WHAT THE TASK ASKS:
Print the following lines of the material without any change: start at the line that contains "In this exercise you will label every instance of the air" and stop after the line that contains "x=270, y=30", including both of those lines.

(Records from a collection)
· · · · · · ·
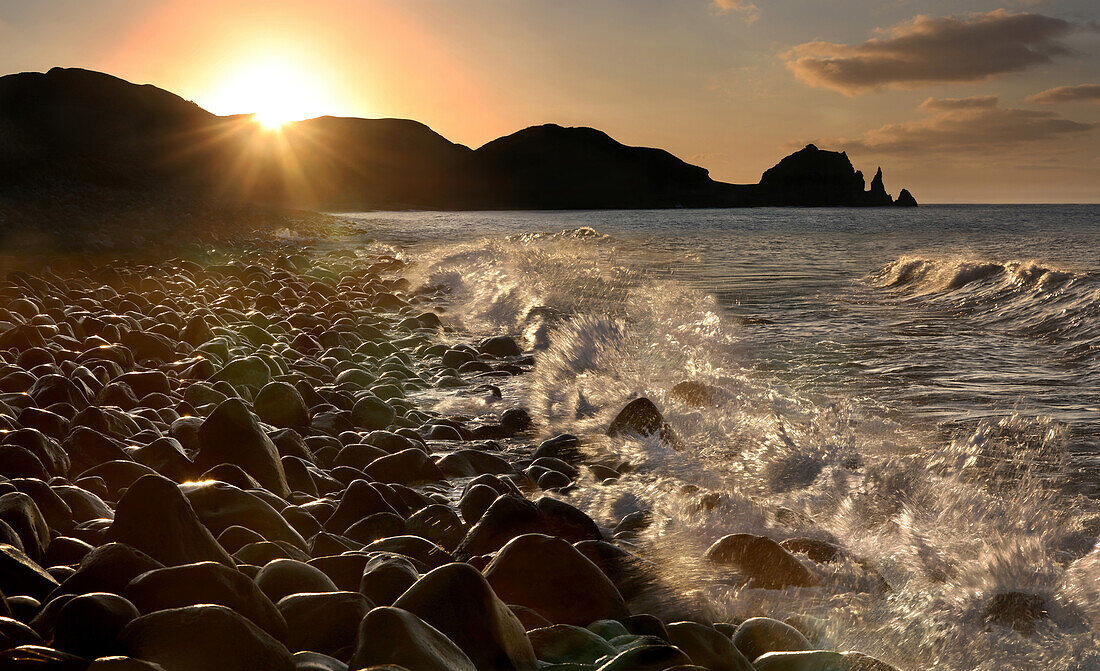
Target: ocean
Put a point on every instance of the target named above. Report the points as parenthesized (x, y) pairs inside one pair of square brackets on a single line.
[(917, 386)]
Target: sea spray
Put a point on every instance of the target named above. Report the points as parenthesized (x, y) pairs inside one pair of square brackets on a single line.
[(932, 527)]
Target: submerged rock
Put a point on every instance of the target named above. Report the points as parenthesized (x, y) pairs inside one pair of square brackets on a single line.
[(641, 417), (761, 561)]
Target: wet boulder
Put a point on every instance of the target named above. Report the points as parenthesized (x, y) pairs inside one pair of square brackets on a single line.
[(569, 645), (281, 405), (200, 638), (550, 576), (206, 583), (761, 635), (372, 414), (707, 647), (154, 517), (761, 561), (386, 576), (285, 576), (231, 435), (1015, 609), (409, 466), (458, 601), (21, 576), (89, 624), (108, 568), (326, 622), (640, 417), (398, 638)]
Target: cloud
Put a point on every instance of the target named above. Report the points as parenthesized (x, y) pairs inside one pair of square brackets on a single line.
[(1081, 92), (931, 50), (966, 124), (750, 11)]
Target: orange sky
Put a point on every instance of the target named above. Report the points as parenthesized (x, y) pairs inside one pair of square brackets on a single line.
[(732, 87)]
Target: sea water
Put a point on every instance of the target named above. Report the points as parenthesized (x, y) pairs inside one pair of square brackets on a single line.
[(916, 386)]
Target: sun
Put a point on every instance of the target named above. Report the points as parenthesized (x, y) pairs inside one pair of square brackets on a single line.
[(275, 90)]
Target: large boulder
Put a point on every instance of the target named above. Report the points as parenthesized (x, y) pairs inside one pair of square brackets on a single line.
[(409, 466), (398, 638), (761, 635), (458, 601), (323, 622), (89, 624), (761, 561), (640, 417), (21, 576), (231, 435), (20, 513), (205, 637), (707, 647), (155, 517), (206, 583), (569, 645), (220, 505), (109, 568), (550, 576), (285, 576), (281, 405)]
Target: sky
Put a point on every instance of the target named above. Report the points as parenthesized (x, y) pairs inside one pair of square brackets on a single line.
[(959, 101)]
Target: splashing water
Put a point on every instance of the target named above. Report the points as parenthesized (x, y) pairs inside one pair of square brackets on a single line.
[(935, 520)]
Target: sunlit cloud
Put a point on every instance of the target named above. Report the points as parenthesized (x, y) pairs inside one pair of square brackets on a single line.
[(978, 124), (1082, 92), (931, 50), (750, 11)]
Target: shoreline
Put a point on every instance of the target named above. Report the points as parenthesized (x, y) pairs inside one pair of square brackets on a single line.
[(191, 400)]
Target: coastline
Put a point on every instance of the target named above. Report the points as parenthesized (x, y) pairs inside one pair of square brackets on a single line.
[(165, 364)]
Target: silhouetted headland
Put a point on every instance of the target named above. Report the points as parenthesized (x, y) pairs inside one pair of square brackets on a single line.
[(77, 127)]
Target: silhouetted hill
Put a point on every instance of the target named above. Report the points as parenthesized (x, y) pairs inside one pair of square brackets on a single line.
[(84, 128)]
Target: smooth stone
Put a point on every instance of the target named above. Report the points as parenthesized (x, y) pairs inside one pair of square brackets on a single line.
[(326, 622), (120, 662), (20, 512), (647, 658), (761, 635), (707, 647), (205, 637), (567, 644), (374, 527), (818, 660), (360, 501), (230, 435), (315, 661), (20, 575), (89, 624), (409, 466), (386, 576), (281, 405), (457, 600), (550, 576), (285, 576), (220, 505), (640, 417), (394, 636), (372, 414), (155, 517), (206, 583), (761, 560), (108, 568)]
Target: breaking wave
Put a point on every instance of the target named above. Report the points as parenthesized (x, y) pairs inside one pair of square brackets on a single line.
[(932, 528)]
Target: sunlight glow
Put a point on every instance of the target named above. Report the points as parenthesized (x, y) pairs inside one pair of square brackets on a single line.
[(275, 90)]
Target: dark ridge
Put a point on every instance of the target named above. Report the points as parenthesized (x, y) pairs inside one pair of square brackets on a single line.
[(75, 128)]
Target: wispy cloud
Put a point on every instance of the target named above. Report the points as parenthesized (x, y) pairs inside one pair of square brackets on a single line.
[(930, 50), (1081, 92), (966, 124), (750, 11)]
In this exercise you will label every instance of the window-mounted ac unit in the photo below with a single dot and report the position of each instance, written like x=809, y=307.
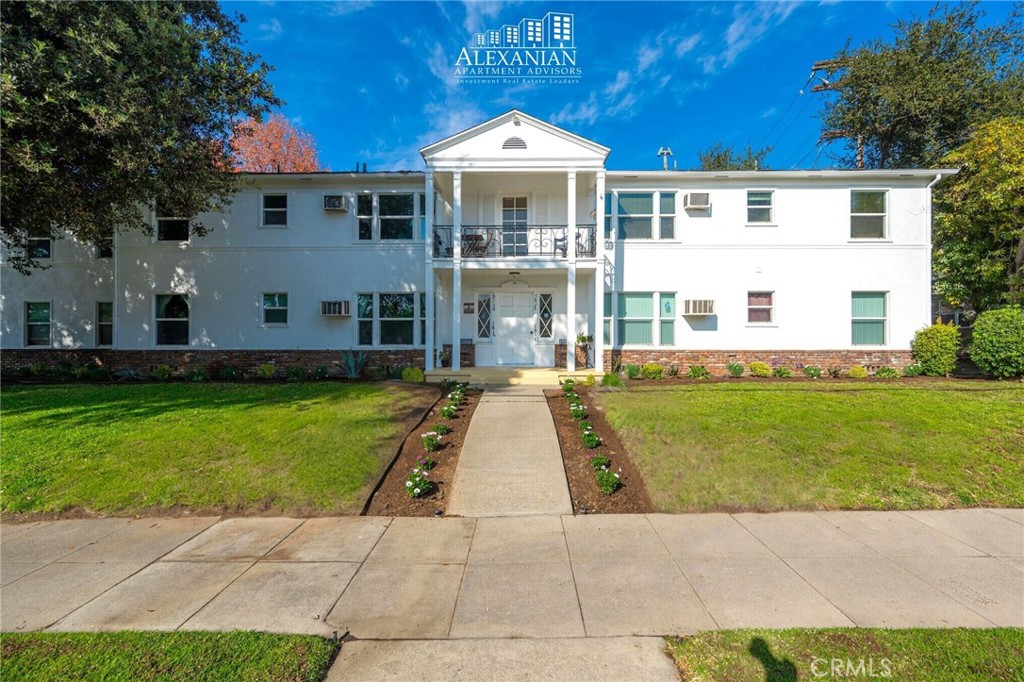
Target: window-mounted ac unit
x=335, y=309
x=696, y=200
x=335, y=203
x=698, y=307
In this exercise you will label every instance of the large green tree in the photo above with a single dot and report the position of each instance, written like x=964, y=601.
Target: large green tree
x=979, y=222
x=109, y=105
x=910, y=101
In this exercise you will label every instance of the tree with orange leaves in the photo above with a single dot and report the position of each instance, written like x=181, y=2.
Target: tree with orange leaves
x=274, y=145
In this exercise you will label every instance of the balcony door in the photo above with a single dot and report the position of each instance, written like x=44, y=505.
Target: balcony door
x=514, y=231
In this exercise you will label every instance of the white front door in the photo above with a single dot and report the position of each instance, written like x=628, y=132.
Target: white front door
x=514, y=329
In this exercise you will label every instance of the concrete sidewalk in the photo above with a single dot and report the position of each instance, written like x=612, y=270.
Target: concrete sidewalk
x=510, y=463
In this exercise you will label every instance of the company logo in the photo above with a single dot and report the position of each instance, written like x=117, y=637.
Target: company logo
x=535, y=50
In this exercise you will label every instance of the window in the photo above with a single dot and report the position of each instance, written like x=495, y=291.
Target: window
x=667, y=305
x=365, y=215
x=636, y=316
x=868, y=318
x=760, y=307
x=37, y=317
x=274, y=308
x=274, y=211
x=759, y=206
x=365, y=315
x=867, y=214
x=396, y=314
x=668, y=215
x=172, y=320
x=636, y=213
x=104, y=324
x=396, y=215
x=170, y=228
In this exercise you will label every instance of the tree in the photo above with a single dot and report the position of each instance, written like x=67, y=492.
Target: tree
x=107, y=107
x=719, y=157
x=911, y=101
x=273, y=146
x=979, y=222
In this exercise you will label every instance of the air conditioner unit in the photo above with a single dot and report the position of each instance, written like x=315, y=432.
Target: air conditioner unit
x=698, y=307
x=696, y=200
x=335, y=309
x=335, y=203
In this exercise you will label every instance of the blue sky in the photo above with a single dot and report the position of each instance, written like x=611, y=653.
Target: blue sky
x=375, y=81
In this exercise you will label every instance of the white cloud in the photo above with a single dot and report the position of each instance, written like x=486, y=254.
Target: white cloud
x=270, y=30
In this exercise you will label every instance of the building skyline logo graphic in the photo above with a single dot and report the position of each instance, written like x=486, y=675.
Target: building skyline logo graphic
x=535, y=50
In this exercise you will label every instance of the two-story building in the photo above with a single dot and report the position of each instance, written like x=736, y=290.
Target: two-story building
x=515, y=242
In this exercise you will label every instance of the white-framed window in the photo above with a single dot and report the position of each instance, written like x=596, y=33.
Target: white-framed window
x=170, y=227
x=274, y=308
x=867, y=214
x=104, y=324
x=868, y=315
x=172, y=320
x=760, y=307
x=37, y=324
x=667, y=215
x=273, y=210
x=667, y=312
x=760, y=206
x=636, y=318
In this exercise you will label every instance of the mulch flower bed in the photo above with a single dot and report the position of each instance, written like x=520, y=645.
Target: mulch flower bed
x=631, y=498
x=391, y=498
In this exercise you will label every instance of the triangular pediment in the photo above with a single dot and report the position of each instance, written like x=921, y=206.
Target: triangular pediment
x=514, y=139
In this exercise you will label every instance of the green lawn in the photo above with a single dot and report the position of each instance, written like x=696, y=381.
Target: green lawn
x=785, y=655
x=131, y=656
x=288, y=449
x=776, y=445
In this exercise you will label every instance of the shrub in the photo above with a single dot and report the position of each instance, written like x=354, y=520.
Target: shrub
x=697, y=372
x=611, y=380
x=857, y=372
x=607, y=481
x=913, y=370
x=413, y=374
x=760, y=370
x=652, y=371
x=431, y=441
x=998, y=342
x=417, y=484
x=935, y=348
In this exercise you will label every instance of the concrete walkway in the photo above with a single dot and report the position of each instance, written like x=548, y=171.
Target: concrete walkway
x=510, y=464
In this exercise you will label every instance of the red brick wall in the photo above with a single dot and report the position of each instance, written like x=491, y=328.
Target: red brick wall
x=717, y=359
x=211, y=360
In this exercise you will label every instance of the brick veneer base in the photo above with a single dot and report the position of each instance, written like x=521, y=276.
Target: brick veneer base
x=717, y=359
x=211, y=360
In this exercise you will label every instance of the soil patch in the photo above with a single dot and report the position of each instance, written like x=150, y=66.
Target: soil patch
x=391, y=499
x=631, y=498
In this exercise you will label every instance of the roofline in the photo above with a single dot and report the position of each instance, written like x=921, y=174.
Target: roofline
x=469, y=132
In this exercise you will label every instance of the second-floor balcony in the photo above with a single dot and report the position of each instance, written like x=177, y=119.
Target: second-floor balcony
x=517, y=241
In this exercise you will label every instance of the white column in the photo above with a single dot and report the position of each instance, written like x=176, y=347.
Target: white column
· · · · · · ·
CORRECT ANSWER:
In this exercise you will label every instance of the air conditioner unit in the photo above with a single dot and report the position of each instance, written like x=315, y=432.
Target: air conditioner unit
x=698, y=307
x=696, y=200
x=335, y=309
x=335, y=203
In this exercise you will label every instance of the blue sky in the photo above with a single dot and report the position of each instance, written like x=611, y=653.
Target: blue sky
x=375, y=81
In this exercise you will label every instance of the white cloud in the photo above with a single dot and report the position of each instance, written like x=486, y=254.
Target: white cloud
x=270, y=30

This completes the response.